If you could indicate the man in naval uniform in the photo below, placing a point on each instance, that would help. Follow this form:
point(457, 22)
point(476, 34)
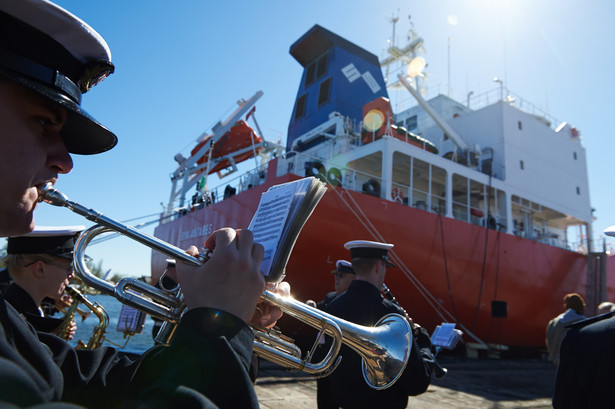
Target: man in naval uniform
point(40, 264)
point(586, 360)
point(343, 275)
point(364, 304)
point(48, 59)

--

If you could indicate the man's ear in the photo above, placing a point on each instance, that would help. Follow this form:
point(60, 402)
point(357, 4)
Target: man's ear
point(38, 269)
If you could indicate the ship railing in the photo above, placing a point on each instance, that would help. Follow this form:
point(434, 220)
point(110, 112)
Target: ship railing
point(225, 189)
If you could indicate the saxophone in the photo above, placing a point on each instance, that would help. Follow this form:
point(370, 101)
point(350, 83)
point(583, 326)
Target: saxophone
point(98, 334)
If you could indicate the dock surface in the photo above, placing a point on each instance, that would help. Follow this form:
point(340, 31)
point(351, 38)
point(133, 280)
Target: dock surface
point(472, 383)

* Work task *
Find every line in the records that uses the string "photo", then copy it.

* Answer area *
If you could indicate the man in naval uniform in the photo below, placing a point on each instance, that would help. Follow this form:
If you could indicate the man's ear in the photo above, placing a point on each instance, that would help. Follow this form:
If you could indicate the ship railing in the photo above, placing a point on each instance, that would help. Follow this form:
If you could indicate the saxophone in the photo above, placing a point on each instance, that would help. Follow this form:
If you could indicate the dock surface in the photo above, placing a point on each instance, that would help. Follow this form:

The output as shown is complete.